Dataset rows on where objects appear
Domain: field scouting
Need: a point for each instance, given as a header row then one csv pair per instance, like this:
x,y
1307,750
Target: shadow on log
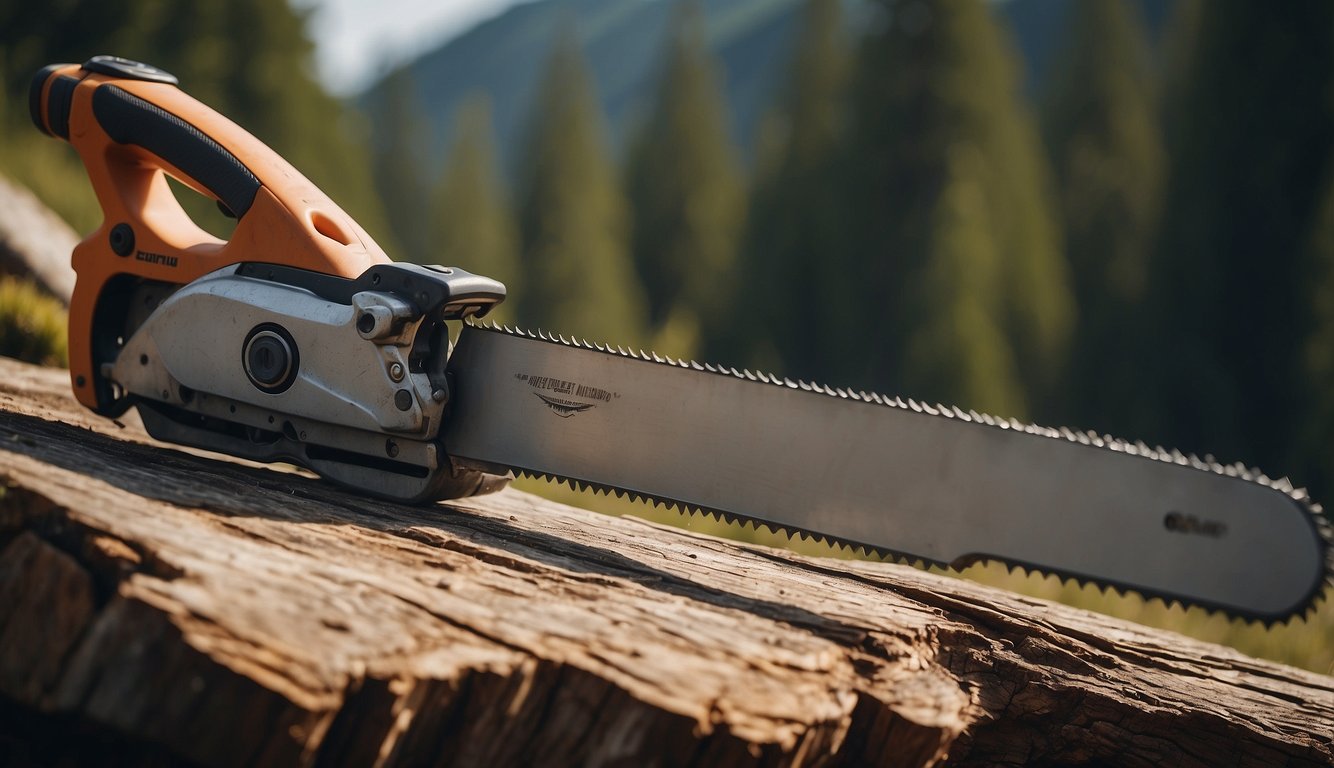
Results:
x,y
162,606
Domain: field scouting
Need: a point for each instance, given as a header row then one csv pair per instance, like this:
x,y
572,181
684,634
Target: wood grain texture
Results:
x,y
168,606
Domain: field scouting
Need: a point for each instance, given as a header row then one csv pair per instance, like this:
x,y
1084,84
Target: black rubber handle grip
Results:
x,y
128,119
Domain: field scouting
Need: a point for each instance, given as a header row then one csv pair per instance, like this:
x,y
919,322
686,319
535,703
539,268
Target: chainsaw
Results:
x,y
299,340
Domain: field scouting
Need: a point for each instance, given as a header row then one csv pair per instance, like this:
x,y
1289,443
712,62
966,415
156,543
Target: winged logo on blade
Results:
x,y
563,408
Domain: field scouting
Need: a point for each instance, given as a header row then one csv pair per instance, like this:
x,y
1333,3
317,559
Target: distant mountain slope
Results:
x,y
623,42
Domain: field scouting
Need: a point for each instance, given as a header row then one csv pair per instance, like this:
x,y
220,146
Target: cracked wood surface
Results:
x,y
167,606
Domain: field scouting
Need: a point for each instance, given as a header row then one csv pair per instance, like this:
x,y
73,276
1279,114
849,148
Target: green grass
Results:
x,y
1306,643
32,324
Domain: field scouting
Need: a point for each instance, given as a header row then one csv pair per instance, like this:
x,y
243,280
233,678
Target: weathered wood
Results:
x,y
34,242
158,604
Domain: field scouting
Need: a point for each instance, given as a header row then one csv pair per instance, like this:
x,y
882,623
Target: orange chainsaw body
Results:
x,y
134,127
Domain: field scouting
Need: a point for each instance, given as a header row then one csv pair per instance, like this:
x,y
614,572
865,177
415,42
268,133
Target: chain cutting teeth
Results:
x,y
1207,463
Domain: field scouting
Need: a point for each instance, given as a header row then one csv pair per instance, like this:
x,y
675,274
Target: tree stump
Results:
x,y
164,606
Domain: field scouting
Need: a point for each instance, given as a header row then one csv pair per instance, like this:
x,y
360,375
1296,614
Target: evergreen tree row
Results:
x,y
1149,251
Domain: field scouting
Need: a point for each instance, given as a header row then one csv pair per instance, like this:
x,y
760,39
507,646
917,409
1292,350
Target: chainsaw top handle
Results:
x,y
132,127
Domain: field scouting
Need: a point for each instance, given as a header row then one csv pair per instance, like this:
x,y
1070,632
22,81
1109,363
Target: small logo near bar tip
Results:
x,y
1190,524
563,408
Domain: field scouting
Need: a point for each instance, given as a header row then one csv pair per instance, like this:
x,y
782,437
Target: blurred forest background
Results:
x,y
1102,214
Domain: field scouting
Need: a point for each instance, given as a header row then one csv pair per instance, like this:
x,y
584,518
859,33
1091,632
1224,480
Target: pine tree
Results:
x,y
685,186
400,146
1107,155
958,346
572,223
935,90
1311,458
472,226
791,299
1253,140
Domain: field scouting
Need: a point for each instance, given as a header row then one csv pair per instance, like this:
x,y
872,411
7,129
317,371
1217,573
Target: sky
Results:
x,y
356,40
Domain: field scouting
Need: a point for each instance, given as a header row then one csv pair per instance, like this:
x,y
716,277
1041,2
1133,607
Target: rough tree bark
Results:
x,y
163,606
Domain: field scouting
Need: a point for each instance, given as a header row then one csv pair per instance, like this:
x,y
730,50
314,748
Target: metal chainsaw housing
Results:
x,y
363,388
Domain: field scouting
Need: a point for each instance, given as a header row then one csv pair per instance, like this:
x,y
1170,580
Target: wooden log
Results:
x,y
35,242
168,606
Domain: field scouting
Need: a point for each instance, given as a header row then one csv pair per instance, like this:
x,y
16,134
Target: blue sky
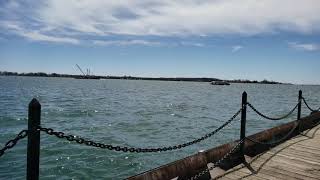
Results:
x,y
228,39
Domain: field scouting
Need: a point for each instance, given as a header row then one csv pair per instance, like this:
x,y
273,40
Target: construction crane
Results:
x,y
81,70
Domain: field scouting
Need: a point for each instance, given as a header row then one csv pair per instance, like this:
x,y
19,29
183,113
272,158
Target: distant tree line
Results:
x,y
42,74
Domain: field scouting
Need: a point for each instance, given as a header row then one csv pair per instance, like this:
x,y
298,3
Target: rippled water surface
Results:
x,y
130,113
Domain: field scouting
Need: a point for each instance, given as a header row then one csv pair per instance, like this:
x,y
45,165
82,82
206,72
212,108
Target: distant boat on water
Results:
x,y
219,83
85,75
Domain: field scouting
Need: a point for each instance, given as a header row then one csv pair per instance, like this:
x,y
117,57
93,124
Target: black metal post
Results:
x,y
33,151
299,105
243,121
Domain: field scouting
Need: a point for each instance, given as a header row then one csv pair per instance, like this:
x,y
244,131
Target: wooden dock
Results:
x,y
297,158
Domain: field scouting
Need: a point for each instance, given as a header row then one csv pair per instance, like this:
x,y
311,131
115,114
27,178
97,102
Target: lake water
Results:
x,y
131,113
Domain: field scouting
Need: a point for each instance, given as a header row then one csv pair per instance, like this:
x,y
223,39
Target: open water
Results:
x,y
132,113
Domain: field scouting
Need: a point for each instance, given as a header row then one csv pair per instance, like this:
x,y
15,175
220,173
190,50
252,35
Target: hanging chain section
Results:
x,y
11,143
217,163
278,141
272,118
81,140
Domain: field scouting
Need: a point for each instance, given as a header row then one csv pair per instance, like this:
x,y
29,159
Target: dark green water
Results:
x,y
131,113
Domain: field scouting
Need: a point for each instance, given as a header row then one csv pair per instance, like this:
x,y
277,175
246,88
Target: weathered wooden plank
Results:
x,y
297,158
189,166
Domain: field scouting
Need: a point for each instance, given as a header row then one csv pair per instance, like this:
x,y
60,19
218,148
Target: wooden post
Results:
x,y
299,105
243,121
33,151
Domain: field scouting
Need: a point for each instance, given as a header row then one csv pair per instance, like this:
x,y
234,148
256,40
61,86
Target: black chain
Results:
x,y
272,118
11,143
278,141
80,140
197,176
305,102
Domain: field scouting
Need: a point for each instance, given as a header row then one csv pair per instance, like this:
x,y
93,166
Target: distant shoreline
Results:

## Stated goal
The records above must be transcribed exactly. Pictures are left out of the copy.

## Output for this exercise
Domain: field scouting
Need: a point for each instance, given as a header row then one csv pair per instance, like this:
x,y
1307,750
Target: shadow on log
Results:
x,y
162,606
Domain: field scouting
Need: a point for each instance, given as a header row then one csv pair per instance, like this:
x,y
572,181
684,634
Target: wood grain texture
Results:
x,y
168,606
Domain: field scouting
Need: a point for each instance, given as a header row then one csv pair per instance, like this:
x,y
1084,84
Target: black rubber handle grip
Results:
x,y
128,119
Domain: field scouting
Need: a point for each instance, given as a header row then one csv pair per instance, like this:
x,y
919,322
686,319
535,703
539,268
Target: chainsaw
Results:
x,y
299,340
Domain: field scouting
Need: a point for each instance, given as a header row then one csv pair per instance, like this:
x,y
1289,443
712,62
966,415
156,543
Target: winged logo on blade
Results:
x,y
563,408
Domain: field scouting
Need: a point for each instance, given as a header row then one csv pair per instance, like this:
x,y
1333,3
317,559
Target: distant mountain slope
Results:
x,y
623,42
Domain: field scouting
Need: a point for each instance, given as a header row then one csv pair per instance, like this:
x,y
220,146
Target: cracked wood surface
Results:
x,y
167,606
Domain: field scouting
Need: a point for each instance, given as a header row then one csv pair per instance, like this:
x,y
73,276
1279,114
849,148
Target: green grass
Results:
x,y
1306,643
32,324
Domain: field scouting
Need: a point for each instance, given as a header row then one csv pair per instance, like this:
x,y
243,280
233,678
Target: weathered wood
Results:
x,y
34,242
158,604
Domain: field scouting
Need: a point for each instance, given as a header row then one csv pair per instance, like this:
x,y
882,623
Target: orange chainsaw body
Results:
x,y
134,127
Domain: field scouting
Need: a point for each instance, given as a header row then one csv pair per instance, like this:
x,y
614,572
865,177
415,42
268,133
Target: chain cutting teeth
Results:
x,y
1207,463
Domain: field scouting
Need: a point for each instance, given as a header row then one csv pair per instance, like this:
x,y
675,274
Target: tree stump
Results:
x,y
164,606
Domain: field scouting
Need: a point for each instance, given as a header row then one csv pair per instance, like this:
x,y
360,375
1296,614
Target: evergreen tree row
Results:
x,y
1149,251
Domain: field scouting
Need: a point for each instance, given as a header row then one csv pair per instance, like this:
x,y
760,39
507,646
917,409
1292,350
Target: chainsaw top handle
Results:
x,y
132,127
Domain: field scouting
Need: a point for each instance, given as a header row then one csv pair per instance, like this:
x,y
1070,632
22,81
1109,363
Target: small logo near bar tip
Results:
x,y
1190,524
563,408
Domain: field scouting
Need: a point for each instance, given as a header row then one csv pair per instance, like this:
x,y
782,437
Target: blurred forest background
Results:
x,y
1102,214
Domain: field scouting
Need: a point for each instance, given as a header row then one csv pair per instance, like this:
x,y
584,518
859,33
1091,632
1224,480
Target: pine tree
Results:
x,y
685,186
400,146
1107,155
958,346
572,223
935,90
1311,458
472,226
791,299
1253,140
Domain: field scouting
Need: a point for each instance, given as a header row then one csv pair per instance, like this:
x,y
872,411
7,129
317,371
1217,573
Target: sky
Results:
x,y
356,40
Domain: field scouting
Need: a point for each instance, given as a header row then one csv pair per instance, like this:
x,y
716,277
1041,2
1133,607
Target: rough tree bark
Results:
x,y
163,606
Domain: field scouting
Need: a point for each instance, given as a header row then one csv pair per instance, like this:
x,y
730,50
314,748
Target: metal chainsaw housing
Results:
x,y
363,388
Domain: field scouting
Need: a point for each instance, given as a header row then one csv pair per instance, like this:
x,y
1170,580
Target: wooden log
Results:
x,y
35,242
168,606
Domain: field scouting
Need: a point for each instance, given as a header row then one csv pair per instance, like this:
x,y
16,134
Target: blue sky
Results:
x,y
228,39
Domain: field scouting
Need: a point for each instance, given as a header row then one csv pair per instance, like this:
x,y
273,40
Target: construction crane
Results:
x,y
81,70
Domain: field scouting
Need: a point for each instance, given as a header row then one csv pair per instance, like this:
x,y
19,29
183,113
272,158
Target: distant tree line
Results:
x,y
42,74
Domain: field scouting
Need: a point for each instance, given as a header row then one csv pair per instance, like this:
x,y
298,3
Target: rippled water surface
Results:
x,y
130,113
Domain: field scouting
Need: a point for each instance, given as a header row then one csv pair per instance, like this:
x,y
45,165
82,82
206,72
212,108
Target: distant boat on water
Results:
x,y
219,83
85,75
Domain: field scouting
Need: a point for each instance, given as a header row then one csv pair per instance, like this:
x,y
117,57
93,124
Target: black metal post
Results:
x,y
33,151
299,105
243,121
Domain: field scouting
Need: a point for each instance, given as a header row then one csv pair per instance, like this:
x,y
244,131
Target: wooden dock
Results:
x,y
297,158
Domain: field scouting
Need: a point for each instance, given as a header row then one csv pair per instance, like this:
x,y
311,131
115,114
27,178
97,102
Target: lake water
Results:
x,y
131,113
Domain: field scouting
Need: a point for each instance, given as a header row then one csv pair per instance, like this:
x,y
223,39
Target: open water
Results:
x,y
132,113
Domain: field scouting
Need: a point for each instance, given as a header row then one csv pair per instance, like this:
x,y
15,175
220,173
190,50
252,35
Target: hanging chain section
Results:
x,y
11,143
217,163
278,141
272,118
81,140
Domain: field scouting
Need: a point for each instance, given as a header row then one csv pair per instance, like this:
x,y
29,159
Target: dark green water
Results:
x,y
131,113
Domain: field scouting
Need: a point for each instance, given as a header row then one csv pair per instance, like this:
x,y
277,175
246,88
Target: weathered wooden plank
Results:
x,y
297,158
189,166
Domain: field scouting
Need: a point for each instance, given as a header row then one csv pair per instance, like this:
x,y
60,19
218,148
Target: wooden post
Results:
x,y
299,105
243,121
33,151
Domain: field scouting
Need: a point for each instance, given as a header row then one csv pair per instance, like this:
x,y
234,148
256,40
61,86
Target: black chain
Results:
x,y
272,118
11,143
278,141
80,140
197,176
305,102
Domain: field scouting
Need: a point for each instance, given as a header row then one csv pair per instance, like this:
x,y
93,166
Target: distant shoreline
Results:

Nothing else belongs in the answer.